-------- Dataset
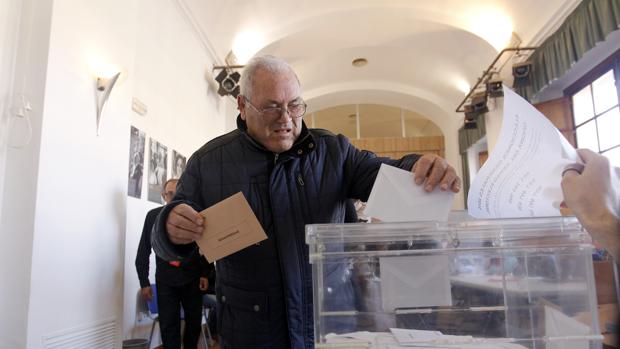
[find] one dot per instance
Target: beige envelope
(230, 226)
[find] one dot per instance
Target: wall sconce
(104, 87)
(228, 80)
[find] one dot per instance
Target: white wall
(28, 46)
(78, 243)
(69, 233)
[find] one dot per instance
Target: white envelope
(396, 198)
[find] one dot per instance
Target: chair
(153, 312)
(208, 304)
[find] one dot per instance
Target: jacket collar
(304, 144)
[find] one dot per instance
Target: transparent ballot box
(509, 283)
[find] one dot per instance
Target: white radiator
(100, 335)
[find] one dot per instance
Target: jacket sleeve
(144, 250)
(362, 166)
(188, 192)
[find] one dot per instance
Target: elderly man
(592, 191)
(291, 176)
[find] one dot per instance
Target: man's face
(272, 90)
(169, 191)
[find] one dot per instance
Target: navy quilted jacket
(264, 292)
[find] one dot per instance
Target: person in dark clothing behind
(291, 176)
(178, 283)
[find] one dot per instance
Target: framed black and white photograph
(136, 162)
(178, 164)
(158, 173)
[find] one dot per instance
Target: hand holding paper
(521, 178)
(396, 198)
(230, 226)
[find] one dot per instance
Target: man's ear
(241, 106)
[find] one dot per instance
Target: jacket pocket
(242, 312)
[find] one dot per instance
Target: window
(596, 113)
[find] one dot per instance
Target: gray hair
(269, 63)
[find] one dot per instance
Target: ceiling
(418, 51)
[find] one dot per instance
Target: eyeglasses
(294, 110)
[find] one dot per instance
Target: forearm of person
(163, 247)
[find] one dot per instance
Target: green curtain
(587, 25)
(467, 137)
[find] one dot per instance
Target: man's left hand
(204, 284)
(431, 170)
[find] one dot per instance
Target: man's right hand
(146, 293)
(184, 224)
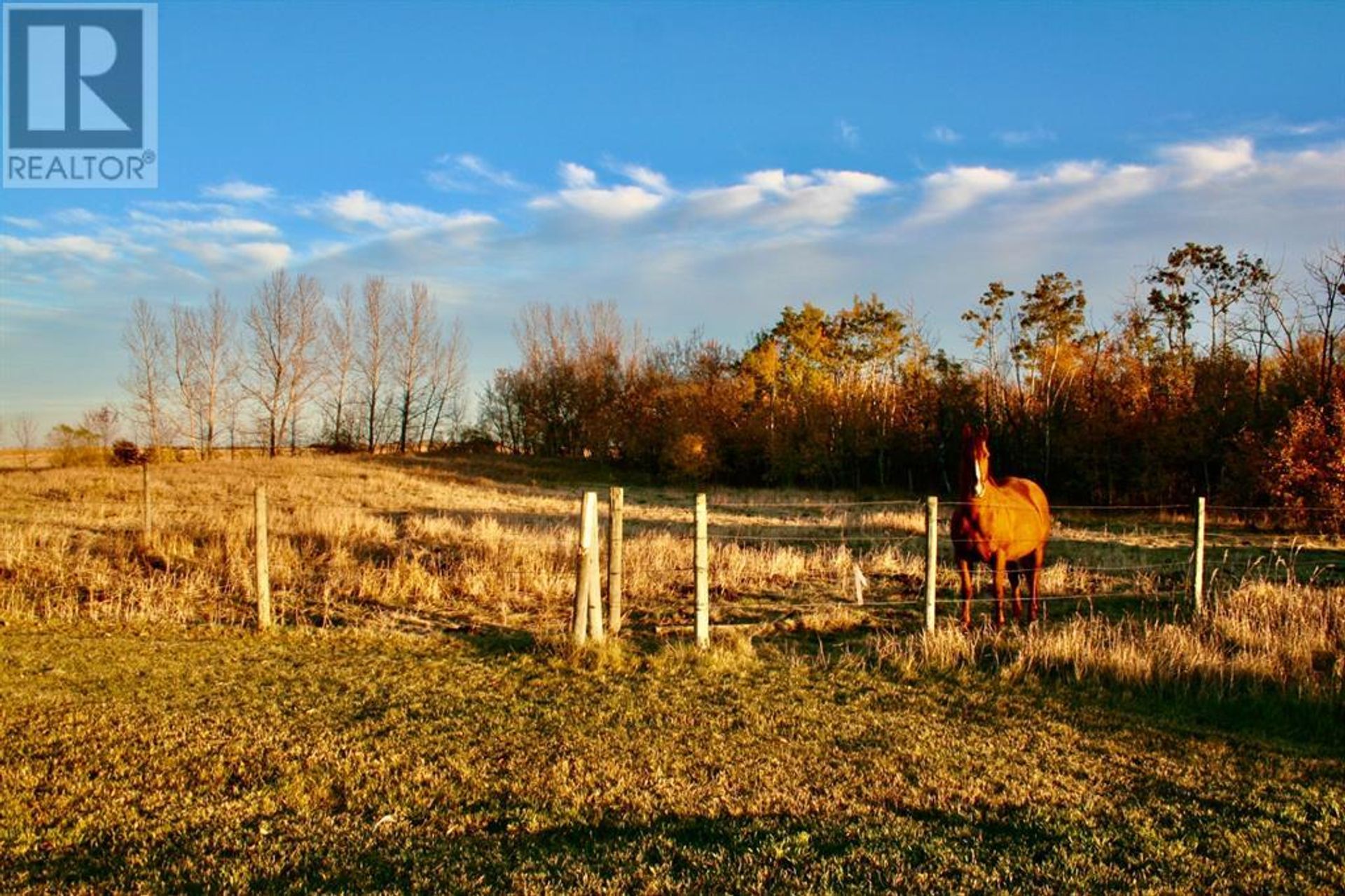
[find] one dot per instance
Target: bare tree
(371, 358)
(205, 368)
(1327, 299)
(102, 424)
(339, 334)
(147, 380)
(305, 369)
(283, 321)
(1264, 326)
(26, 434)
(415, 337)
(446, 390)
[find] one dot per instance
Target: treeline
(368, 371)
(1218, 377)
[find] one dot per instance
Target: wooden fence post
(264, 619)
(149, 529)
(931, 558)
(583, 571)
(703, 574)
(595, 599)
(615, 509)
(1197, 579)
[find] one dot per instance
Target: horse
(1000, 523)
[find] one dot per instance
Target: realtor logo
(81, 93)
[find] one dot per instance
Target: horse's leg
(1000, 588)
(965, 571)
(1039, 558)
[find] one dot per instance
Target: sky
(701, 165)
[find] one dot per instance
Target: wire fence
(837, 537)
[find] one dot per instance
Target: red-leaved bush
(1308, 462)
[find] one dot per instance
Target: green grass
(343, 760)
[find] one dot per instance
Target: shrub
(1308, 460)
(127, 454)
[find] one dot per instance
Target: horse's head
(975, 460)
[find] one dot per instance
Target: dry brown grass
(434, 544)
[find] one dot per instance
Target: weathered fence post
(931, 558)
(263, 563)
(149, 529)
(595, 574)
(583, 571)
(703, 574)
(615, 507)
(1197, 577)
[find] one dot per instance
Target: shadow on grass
----------------
### [Exercise instructions]
Could you write out the records again exactly, without any of their pictures?

### [Your solution]
[find] one dot per instance
Target: beige envelope
(230, 226)
[find] one dot per instance
Target: wall sconce
(104, 87)
(228, 80)
[find] one dot per instance
Target: white wall
(28, 46)
(78, 243)
(69, 233)
[find] one dot per instance
Target: white envelope
(396, 198)
[find] one dot per instance
Target: chair
(153, 312)
(208, 304)
[find] one dot per instance
Target: jacket collar
(304, 144)
[find] one dot per instance
Target: transparent ballot box
(509, 283)
[find] one dot per instance
Target: white radiator
(100, 335)
[find] one dot per instance
Target: jacket sleeve
(144, 250)
(362, 166)
(188, 192)
[find] one dot per instance
Target: elderly man
(592, 191)
(291, 176)
[find] one dot per instance
Target: man's face
(272, 90)
(169, 191)
[find] one dot per instance
Target: navy quilted jacket
(264, 292)
[find] one dot per instance
Target: person in dark clothing behind
(291, 176)
(178, 283)
[find] one dot per instance
Target: framed black and white photograph
(136, 162)
(178, 164)
(158, 173)
[find] one dot per instance
Target: hand holding paper
(521, 178)
(396, 198)
(230, 226)
[find] one dot per instance
Target: man's ear
(241, 106)
[find] one dot per instance
Target: jacket pocket
(242, 312)
[find] one dot per instance
Target: window
(596, 113)
[find] one dot per instance
Target: gray hair
(269, 63)
[find] one dot per instance
Target: ceiling
(418, 51)
[find] one dot per instance
Target: eyeglasses
(294, 110)
[find] one dot per instance
Target: forearm of person
(163, 247)
[find] one dot per instance
Target: green curtain
(587, 25)
(467, 137)
[find] one dot per instance
Target: man's left hand
(204, 284)
(431, 170)
[find] one dot per instance
Target: man's right hand
(146, 293)
(184, 224)
[find] one dot per instance
Target: bare tree
(371, 358)
(205, 368)
(1327, 299)
(102, 424)
(339, 334)
(147, 380)
(305, 369)
(283, 321)
(1264, 326)
(26, 434)
(415, 337)
(446, 390)
[find] one dot per instance
Target: treeline
(368, 371)
(1218, 377)
[find] one dot per instance
Target: wooden fence post
(264, 619)
(149, 529)
(931, 558)
(583, 571)
(703, 574)
(595, 599)
(615, 509)
(1197, 579)
[find] one dot per instance
Target: horse
(1000, 523)
[find] one dot per instance
Target: realtor logo
(81, 93)
[find] one dot per instance
Target: horse's leg
(1000, 588)
(965, 571)
(1039, 558)
[find] one dot per instance
Target: sky
(701, 165)
[find] one dot per instance
Target: wire fence
(837, 537)
[find] one dot per instance
Target: red-leaved bush
(1308, 462)
[find] one dot per instance
Target: green grass
(343, 760)
[find] one dot per instance
Target: shrub
(1308, 460)
(127, 454)
[find] one dot per instance
Target: horse's head
(975, 460)
[find] one dot per instance
Target: dry brown grass
(434, 544)
[find] one dot per instance
Target: weathered fence post
(931, 558)
(263, 563)
(149, 529)
(595, 574)
(583, 571)
(703, 574)
(615, 507)
(1197, 577)
[find] one dot per instance
Target: shadow on grass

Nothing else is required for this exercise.